*INSTRUCCIONES Y REQUISITOS*: Resume en dos oraciones el texto sobre Pedro Armengol que aparece más abajo.

MONJE y MÁRTIR.

Festividad: 27 de Abril.

Recorría los caminos polvorientos de Aragón y Cataluña con la alforja al hombro, mendigando una limosna para el rescate de los pobres cautivos que se hallaban en las mazmorras de África, y con encendida palabra predicaba la Redención por donde pasaba. Era el heraldo redentor que vivía ahora el ideal sublime de la caridad mercedaria. Cuando ensalzaba la sublimidad del cuarto voto de la Merced, cuando hablaba de los tormentos y vejaciones de los pobres cautivos, su rostro se encendía como una brasa, iluminado por los reverberos de su gran corazón, y todo su ser quedaba transformado. Las gentes, arrastradas por la fuerza irresistible de sus ejemplos, le seguían a todas partes y le veneraban como a fiel amigo de Dios; pero antes había escandalizado con sus crímenes, y se había refugiado en las madrigueras de las fieras, acosado por la justicia. Llamábase Pedro Armengol, de noble abolengo catalán. Había visto la luz en la primera mitad del siglo XIII, junto a las playas tarraconenses. Su padre se llamaba Arnaldo, de noble estirpe; su madre era también de fami­lia. noble. Mecióse su noble cuna en La Guardia de los Prados, donde nació, cerca de Montblanch. Era descendiente de los condes de Urgel, que usaron el nombre de Armengol hasta la Condesa de Aureubiaix.

 Hallábase un día en la casa solariega el santo mercedario fray Bernardo de Corbera, cuando, tomando entre sus brazos al tierno infante, dijo de él estas proféticas palabras: «A este niño un patíbulo le hará santo». Y así sucedió; pues, pasados los años, fue ahorcado por los musulmanes cuando cumplía el voto de redimir cautivos. Su piadosa madre, entre caricias y besos, le iba enseñando el temor de Dios, y la devoción a la Virgen María arraigó profundamente en el tierno corazón del niño. Fue como el áncora de salvación, a la cual había de asirse fuertemente para salir más tarde del pro­ celoso mar de sus desatadas pasiones. Ella le llevó a puerto seguro. Toda­ vía no sabía hablar y ya repetía a todos, sonriente, el Avemaría. ¡Cuánto hace en el porvenir del hombre la buena educación de su niñez! De aquí la trascendental importancia que tiene una madre piadosa y santa en el hogar.

Todavía en la lactancia, la muerte vino a llamar a su buena madre. Triste quedó Amaldo al perder a su buena esposa, ejemplo de ma­dres cristianas, y desde entonces reconcentró todo el cariño en su hijo Pedro, recuerdo vivo de la difunta, heredero de su patrimonio y, más que todo, el futuro vástago de su nobleza.

*MATERIAL PROPORCIONADO*:

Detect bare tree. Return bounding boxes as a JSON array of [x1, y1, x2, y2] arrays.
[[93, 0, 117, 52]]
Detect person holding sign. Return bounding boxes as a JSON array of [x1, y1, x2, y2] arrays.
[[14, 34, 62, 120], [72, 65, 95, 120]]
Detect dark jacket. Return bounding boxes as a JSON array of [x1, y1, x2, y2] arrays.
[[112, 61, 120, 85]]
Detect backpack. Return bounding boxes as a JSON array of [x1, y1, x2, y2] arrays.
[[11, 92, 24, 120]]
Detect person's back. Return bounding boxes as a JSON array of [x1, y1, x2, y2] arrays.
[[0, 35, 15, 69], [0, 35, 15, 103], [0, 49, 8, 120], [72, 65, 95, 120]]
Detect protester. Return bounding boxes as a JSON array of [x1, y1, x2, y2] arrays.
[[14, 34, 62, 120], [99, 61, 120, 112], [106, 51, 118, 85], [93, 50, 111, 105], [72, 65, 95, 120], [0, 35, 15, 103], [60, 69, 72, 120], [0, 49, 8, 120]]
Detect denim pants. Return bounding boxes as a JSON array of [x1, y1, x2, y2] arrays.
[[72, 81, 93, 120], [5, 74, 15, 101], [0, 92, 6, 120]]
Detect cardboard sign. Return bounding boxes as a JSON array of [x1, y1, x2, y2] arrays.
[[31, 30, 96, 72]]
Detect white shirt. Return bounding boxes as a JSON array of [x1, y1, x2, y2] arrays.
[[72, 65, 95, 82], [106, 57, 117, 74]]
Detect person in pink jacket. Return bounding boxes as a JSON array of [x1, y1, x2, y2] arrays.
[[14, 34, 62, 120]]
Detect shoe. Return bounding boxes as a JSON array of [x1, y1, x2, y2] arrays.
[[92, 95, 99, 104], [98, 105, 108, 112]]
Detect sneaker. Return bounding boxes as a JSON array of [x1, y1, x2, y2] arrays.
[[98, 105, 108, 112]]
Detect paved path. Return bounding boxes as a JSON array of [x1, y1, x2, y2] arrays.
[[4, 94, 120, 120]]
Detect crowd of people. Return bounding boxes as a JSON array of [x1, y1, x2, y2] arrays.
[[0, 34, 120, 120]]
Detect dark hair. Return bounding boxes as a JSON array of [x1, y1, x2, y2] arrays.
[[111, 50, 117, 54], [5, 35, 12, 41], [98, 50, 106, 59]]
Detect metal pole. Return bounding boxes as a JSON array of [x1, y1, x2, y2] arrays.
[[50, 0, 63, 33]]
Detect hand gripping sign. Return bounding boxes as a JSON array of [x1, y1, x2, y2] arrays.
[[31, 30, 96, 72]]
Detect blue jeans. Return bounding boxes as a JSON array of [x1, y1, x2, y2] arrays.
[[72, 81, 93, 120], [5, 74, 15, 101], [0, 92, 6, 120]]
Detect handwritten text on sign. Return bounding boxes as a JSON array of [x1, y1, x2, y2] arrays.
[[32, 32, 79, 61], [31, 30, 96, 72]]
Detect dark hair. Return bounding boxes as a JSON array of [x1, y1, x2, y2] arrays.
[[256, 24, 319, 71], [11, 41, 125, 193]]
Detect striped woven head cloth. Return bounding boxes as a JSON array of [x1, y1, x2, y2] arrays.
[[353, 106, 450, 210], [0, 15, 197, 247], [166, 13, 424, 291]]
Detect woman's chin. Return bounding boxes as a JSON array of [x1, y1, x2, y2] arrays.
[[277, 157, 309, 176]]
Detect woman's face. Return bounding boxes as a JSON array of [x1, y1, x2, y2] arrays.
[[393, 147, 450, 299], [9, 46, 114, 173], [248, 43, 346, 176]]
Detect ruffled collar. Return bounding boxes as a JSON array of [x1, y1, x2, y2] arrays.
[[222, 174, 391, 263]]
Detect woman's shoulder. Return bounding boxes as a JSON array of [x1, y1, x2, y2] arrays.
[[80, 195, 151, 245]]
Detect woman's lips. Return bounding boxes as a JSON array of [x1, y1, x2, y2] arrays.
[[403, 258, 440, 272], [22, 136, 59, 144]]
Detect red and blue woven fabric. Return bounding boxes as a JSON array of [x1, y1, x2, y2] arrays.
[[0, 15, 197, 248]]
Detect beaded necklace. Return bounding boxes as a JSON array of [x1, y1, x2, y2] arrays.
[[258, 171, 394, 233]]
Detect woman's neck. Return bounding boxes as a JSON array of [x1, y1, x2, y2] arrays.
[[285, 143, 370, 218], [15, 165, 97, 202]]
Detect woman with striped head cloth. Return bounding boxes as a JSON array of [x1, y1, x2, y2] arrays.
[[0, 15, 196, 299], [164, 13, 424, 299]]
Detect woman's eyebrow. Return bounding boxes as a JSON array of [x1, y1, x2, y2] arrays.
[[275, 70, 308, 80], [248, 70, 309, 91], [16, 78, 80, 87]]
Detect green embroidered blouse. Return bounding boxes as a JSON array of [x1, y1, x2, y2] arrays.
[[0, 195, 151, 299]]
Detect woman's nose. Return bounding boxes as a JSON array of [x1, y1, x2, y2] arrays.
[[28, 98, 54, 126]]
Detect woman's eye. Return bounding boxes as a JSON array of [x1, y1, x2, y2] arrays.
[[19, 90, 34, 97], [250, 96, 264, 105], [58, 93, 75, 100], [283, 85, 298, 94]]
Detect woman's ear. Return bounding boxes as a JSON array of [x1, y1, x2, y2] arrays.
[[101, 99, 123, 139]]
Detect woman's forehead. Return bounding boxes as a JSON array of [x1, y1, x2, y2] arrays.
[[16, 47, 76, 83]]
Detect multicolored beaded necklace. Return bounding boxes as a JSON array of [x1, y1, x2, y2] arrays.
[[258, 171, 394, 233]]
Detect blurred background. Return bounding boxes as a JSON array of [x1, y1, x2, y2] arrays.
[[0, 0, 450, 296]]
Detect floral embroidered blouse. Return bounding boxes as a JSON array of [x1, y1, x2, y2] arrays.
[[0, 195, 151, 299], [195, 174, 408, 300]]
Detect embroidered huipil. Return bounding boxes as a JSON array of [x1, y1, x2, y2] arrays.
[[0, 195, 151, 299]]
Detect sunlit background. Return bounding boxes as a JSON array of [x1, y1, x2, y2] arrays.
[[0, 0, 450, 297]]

*TAREA TERMINADA*: Pedro Armengol, de noble familia catalana y nacido en la primera mitad del siglo XIII en La Guardia de los Prados, recorría Aragón y Cataluña pidiendo limosna para rescatar a los cautivos de África, aunque antes había escandalizado con sus crímenes y se había refugiado en las madrigueras de las fieras, perseguido por la justicia. Cuando era niño, fray Bernardo de Corbera predijo que un patíbulo lo haría santo, lo que se cumplió cuando los musulmanes lo ahorcaron, y su madre, que le inculcó la devoción a la Virgen María, murió cuando él aún era lactante.